▶ _SOURCE_:
>> BEGIN
Affect Never Felt So Evil

music-sound-waves

Matthew Fuller’s Evil Media, explores not only the ostensible effects of media, but also the less obvious secondary effects. One of the more unintended effects that media inherently bears is a sense of “evilness” that is beyond the initial understanding of human consciousness. This evilness permeates in the areas of compositionally formed grayness. In this area lies the less explored “…ways in which the dimly sensed links between affective configurations and the broader, unstable networks of agents and mediators of which we are a part, with their difficult-to-perceive boundaries and their correlative scope for producing troubling uncertainties, are being assembled.” The term “media” has been categorized into countless genres, yet many fail to consider that every categorization placed on the term, whether it is a study, theory, philosophy, or science, is a mere thread of the affective fabric of technology.

But why is this so evil? Fuller describes the evilness of media as something that exists beyond the tangible, readably feasible frame of apprehension—and that it lies in a realm of ambiguity, obscureness, and abstraction. Fuller delves into the underlying strategematic logics that lie beneath the façade of “transparency” and “instrumental rationality” in our media acculturated world.
>> END
Location identification entries
>> BEGIN
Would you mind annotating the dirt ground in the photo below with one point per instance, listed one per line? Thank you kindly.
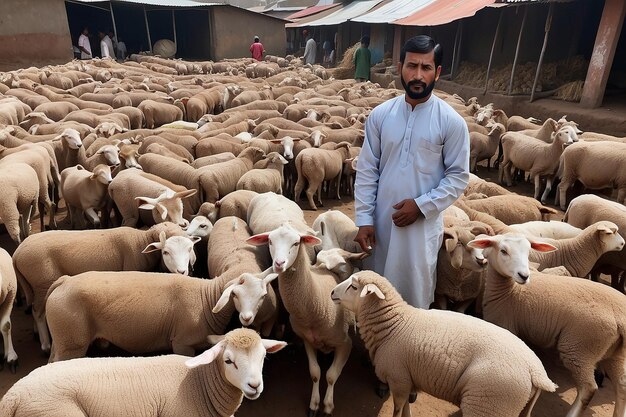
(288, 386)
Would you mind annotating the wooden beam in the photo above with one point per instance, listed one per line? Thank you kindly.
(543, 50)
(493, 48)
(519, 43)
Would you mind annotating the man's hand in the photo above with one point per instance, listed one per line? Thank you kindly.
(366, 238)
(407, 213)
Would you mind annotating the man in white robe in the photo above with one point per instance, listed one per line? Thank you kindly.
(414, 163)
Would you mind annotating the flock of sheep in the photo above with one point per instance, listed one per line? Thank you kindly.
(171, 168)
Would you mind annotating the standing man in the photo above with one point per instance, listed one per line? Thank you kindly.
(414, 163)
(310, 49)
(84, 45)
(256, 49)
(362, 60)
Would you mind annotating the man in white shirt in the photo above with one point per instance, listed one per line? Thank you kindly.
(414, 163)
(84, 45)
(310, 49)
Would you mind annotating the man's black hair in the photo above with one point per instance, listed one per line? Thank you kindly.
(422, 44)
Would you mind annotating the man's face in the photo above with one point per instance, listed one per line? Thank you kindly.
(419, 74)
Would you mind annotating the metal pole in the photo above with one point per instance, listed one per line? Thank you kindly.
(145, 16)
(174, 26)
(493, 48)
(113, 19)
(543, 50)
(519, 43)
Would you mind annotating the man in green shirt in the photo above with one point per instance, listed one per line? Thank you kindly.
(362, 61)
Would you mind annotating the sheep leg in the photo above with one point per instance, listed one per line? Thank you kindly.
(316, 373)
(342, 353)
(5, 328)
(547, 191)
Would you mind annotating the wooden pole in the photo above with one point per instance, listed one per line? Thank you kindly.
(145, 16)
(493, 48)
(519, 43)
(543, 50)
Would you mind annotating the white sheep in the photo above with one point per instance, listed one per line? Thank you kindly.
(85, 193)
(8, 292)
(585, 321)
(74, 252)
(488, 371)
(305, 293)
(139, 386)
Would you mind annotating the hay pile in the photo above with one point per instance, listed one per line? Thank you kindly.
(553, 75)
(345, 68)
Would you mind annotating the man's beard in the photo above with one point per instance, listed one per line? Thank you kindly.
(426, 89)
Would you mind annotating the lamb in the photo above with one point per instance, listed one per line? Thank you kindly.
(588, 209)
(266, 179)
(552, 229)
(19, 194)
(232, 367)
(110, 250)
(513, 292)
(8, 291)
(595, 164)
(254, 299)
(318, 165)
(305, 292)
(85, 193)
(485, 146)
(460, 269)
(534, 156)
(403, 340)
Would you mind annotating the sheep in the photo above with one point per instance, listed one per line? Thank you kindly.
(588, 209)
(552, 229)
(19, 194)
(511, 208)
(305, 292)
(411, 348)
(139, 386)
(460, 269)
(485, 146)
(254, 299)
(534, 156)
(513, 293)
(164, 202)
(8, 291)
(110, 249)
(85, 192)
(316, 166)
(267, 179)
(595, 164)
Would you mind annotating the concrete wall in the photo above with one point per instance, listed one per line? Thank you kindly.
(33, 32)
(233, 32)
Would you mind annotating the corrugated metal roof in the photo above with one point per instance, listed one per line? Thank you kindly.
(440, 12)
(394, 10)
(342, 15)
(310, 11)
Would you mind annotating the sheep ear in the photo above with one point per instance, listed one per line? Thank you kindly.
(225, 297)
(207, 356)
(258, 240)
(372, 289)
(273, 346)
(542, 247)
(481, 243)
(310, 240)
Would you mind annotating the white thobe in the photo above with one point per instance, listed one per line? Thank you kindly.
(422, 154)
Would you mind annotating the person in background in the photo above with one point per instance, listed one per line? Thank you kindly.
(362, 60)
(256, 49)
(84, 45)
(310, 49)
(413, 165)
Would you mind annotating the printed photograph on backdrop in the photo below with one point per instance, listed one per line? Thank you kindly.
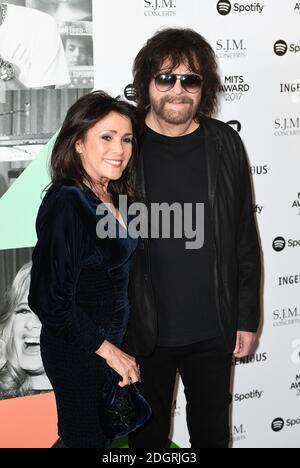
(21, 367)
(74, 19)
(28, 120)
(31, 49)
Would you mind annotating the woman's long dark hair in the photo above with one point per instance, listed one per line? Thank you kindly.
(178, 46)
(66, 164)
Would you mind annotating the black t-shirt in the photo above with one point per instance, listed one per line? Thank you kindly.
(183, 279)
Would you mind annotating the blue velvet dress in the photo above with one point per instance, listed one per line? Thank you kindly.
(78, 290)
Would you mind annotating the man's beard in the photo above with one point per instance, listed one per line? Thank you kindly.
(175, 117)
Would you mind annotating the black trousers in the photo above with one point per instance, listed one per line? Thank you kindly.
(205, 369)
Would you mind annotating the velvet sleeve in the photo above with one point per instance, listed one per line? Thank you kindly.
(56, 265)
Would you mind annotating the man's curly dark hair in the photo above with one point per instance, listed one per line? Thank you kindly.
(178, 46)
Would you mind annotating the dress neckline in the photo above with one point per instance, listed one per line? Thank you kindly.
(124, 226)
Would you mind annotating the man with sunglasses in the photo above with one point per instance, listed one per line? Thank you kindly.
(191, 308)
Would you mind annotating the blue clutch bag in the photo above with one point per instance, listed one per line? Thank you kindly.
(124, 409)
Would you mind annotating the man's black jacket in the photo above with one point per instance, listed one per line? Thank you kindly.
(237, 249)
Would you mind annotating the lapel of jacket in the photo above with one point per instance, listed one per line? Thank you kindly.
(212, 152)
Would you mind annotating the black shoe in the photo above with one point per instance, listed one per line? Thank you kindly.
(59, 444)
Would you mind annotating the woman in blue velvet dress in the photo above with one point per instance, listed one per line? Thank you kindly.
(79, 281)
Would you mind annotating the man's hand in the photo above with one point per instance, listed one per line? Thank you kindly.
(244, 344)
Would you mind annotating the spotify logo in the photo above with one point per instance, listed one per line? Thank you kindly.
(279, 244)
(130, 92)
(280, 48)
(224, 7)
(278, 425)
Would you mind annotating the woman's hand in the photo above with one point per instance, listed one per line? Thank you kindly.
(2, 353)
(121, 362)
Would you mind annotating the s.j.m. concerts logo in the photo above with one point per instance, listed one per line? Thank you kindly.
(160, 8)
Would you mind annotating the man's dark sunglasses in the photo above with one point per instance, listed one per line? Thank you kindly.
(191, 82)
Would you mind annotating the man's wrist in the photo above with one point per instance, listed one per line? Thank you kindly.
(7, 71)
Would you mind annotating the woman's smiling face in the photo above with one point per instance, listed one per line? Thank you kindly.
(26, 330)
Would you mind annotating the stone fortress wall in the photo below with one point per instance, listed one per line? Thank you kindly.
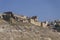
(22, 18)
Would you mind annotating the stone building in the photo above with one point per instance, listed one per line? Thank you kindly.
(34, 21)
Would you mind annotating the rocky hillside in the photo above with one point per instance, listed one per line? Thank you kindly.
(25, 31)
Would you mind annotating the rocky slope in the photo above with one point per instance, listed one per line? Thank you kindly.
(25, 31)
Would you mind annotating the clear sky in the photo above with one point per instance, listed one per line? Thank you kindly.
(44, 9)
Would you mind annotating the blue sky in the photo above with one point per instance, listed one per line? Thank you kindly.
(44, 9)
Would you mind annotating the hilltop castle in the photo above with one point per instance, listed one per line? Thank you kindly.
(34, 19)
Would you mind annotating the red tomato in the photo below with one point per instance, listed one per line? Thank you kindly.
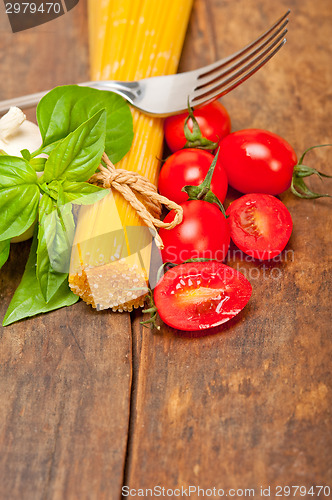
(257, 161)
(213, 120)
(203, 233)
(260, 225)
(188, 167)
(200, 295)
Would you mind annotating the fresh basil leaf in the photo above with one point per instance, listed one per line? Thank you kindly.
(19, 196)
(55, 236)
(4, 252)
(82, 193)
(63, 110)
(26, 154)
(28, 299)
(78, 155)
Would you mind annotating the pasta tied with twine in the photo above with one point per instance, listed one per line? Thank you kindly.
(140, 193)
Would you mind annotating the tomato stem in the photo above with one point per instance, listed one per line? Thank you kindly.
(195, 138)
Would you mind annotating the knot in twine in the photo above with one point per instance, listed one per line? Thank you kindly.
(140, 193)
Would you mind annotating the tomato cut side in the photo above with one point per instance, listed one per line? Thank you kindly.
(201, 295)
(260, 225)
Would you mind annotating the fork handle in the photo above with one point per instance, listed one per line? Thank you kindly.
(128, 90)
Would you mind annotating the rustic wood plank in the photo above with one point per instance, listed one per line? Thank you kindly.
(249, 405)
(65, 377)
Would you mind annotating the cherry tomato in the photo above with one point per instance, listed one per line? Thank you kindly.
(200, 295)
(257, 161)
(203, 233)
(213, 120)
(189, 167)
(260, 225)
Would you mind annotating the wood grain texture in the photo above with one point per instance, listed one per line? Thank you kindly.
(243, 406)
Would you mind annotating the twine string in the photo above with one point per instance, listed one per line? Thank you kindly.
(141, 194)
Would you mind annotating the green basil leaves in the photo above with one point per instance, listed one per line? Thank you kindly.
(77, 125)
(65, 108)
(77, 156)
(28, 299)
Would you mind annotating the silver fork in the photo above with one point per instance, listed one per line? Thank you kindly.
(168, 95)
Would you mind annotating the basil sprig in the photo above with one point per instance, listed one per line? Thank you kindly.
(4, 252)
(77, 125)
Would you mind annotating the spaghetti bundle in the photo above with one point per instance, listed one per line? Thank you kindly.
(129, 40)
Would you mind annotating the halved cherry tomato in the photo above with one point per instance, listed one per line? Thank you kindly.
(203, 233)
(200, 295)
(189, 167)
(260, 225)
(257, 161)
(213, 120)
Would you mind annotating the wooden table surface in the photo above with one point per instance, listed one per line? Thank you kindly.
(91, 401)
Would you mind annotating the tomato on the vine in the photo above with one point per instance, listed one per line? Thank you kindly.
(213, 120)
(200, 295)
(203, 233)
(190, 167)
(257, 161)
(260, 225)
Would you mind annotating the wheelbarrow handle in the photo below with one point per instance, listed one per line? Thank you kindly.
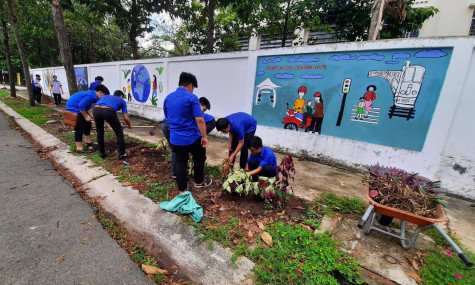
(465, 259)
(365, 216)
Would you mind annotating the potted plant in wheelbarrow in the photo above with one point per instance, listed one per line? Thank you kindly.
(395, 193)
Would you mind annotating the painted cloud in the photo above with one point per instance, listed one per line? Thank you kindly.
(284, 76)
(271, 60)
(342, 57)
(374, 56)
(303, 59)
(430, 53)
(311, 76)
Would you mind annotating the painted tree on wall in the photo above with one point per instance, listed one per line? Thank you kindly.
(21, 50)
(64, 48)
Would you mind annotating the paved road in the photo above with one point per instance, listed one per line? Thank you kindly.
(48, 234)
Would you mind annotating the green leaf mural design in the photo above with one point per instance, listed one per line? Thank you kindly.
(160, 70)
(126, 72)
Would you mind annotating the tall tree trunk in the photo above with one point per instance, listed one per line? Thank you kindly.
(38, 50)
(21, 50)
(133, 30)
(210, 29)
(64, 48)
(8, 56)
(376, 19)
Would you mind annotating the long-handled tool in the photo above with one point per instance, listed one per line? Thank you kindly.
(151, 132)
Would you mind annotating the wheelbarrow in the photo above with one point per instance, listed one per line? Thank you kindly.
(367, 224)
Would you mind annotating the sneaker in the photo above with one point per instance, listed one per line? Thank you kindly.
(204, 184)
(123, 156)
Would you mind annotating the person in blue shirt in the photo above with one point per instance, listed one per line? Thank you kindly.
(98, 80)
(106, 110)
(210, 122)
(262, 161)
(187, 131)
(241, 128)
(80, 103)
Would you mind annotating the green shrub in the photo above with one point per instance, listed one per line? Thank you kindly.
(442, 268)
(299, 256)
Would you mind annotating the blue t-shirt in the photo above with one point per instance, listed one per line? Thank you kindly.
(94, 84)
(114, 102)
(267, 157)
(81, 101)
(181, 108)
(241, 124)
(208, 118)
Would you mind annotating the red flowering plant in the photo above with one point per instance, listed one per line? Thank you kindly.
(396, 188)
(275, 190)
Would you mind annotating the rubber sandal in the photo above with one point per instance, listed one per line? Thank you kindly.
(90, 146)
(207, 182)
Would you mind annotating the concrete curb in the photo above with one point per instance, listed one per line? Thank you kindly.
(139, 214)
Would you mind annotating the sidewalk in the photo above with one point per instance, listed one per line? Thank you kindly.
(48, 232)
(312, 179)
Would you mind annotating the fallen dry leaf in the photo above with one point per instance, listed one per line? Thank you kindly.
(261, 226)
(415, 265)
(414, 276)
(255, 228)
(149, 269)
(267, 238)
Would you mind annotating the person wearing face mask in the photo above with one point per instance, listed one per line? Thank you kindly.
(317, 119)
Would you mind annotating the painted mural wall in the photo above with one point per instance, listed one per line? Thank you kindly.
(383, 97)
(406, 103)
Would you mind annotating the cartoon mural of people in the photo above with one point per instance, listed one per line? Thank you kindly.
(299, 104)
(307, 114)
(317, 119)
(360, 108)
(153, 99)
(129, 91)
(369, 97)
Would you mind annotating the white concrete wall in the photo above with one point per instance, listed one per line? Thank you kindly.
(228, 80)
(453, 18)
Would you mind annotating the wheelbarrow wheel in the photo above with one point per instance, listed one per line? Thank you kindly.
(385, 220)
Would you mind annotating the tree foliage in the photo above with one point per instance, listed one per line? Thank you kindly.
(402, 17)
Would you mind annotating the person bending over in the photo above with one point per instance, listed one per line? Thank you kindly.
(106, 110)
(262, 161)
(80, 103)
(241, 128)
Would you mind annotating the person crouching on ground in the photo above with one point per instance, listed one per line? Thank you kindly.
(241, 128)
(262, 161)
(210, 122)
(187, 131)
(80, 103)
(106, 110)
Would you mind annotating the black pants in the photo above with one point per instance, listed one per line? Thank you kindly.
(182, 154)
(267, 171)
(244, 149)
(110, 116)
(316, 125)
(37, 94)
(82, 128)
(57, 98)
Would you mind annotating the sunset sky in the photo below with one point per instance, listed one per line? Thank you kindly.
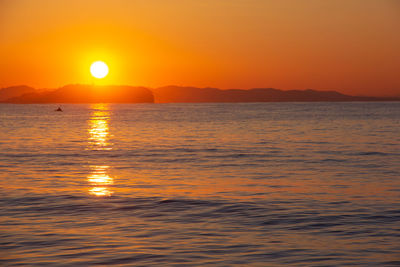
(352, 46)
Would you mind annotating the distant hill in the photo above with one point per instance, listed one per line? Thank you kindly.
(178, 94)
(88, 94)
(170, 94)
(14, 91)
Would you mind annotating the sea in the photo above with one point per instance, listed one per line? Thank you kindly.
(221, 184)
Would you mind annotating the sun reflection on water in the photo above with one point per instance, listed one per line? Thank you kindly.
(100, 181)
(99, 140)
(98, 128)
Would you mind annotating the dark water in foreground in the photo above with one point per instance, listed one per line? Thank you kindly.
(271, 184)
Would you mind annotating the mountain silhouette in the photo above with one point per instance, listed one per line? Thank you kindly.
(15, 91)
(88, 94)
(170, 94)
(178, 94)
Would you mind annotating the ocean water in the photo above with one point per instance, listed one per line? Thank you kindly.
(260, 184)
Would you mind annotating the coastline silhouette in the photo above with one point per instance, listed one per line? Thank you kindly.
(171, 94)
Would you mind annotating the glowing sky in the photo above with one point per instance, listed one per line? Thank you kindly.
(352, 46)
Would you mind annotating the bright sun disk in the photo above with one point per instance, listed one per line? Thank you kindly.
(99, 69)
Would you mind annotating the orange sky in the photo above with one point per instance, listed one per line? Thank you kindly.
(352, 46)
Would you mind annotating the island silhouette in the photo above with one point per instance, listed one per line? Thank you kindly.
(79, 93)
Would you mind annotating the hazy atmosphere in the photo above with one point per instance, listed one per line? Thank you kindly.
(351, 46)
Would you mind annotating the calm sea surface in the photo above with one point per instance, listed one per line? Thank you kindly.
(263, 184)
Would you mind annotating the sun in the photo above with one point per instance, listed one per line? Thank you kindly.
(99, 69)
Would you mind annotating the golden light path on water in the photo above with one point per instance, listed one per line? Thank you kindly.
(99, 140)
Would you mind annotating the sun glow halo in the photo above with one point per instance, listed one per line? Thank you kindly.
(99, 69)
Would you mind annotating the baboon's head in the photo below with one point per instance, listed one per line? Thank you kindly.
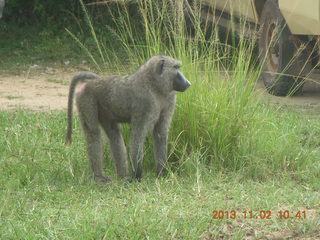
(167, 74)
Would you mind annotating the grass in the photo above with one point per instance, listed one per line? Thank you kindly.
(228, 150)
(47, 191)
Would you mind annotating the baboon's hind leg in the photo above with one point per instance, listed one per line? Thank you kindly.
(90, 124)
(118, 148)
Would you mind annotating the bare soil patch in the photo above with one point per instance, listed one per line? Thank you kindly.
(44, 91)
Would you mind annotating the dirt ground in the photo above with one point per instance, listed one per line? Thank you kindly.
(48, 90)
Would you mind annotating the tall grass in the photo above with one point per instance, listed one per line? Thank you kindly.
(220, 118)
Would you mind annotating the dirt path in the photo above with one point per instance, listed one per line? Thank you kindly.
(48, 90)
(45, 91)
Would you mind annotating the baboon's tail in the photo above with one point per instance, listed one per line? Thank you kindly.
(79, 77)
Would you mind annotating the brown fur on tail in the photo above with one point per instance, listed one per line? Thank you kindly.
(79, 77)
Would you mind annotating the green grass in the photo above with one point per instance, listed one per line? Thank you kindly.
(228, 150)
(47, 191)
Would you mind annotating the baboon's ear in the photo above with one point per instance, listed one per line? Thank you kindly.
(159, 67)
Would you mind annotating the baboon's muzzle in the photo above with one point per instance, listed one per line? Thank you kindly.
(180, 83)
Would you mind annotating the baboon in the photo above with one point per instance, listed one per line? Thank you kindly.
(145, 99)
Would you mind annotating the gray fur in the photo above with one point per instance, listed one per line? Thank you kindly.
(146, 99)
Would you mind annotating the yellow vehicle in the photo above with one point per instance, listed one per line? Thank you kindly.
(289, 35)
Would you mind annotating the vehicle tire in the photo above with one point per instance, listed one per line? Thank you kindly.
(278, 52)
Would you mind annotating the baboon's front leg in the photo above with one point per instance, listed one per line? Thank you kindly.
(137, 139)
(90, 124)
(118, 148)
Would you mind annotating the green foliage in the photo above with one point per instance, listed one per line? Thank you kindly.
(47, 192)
>> END
▶ _SET TASKS_:
1: In two sentences, summarize the text on Fuller's Evil Media.
2: Pull out each line of the listing that contains the string "below", treating case as significant.
The text and the listing have no connection to each other.

▶ _WORKED ANSWERS_:
1: Matthew Fuller's Evil Media examines both the ostensible effects of media and their less obvious secondary ones, including an unintended "evilness" that lies beyond the initial understanding of human consciousness. Fuller places this evilness in a realm of ambiguity, obscureness, and abstraction, and he probes the strategematic logics beneath the façade of "transparency" and "instrumental rationality."

2:
Would you mind annotating the dirt ground in the photo below with one point per instance, listed one per line? Thank you kindly.
Would you mind annotating the printed photograph on backdrop in the photo below with one point per instance, listed one per line? Thank you kindly.
Would you mind annotating the stone fortress wall in the photo below with one point per instance, listed one per line? Thank you kindly.
Would you mind annotating the red tomato in the photo below with one point per instance, listed one per line? Thank you kindly.
Would you mind annotating the wheelbarrow handle in the photo below with one point per instance, listed one per line? Thank you kindly.
Would you mind annotating the sunset sky in the photo below with one point per instance, listed one per line? Thank you kindly.
Would you mind annotating the baboon's head in the photo below with one point per instance, listed one per line? Thank you kindly.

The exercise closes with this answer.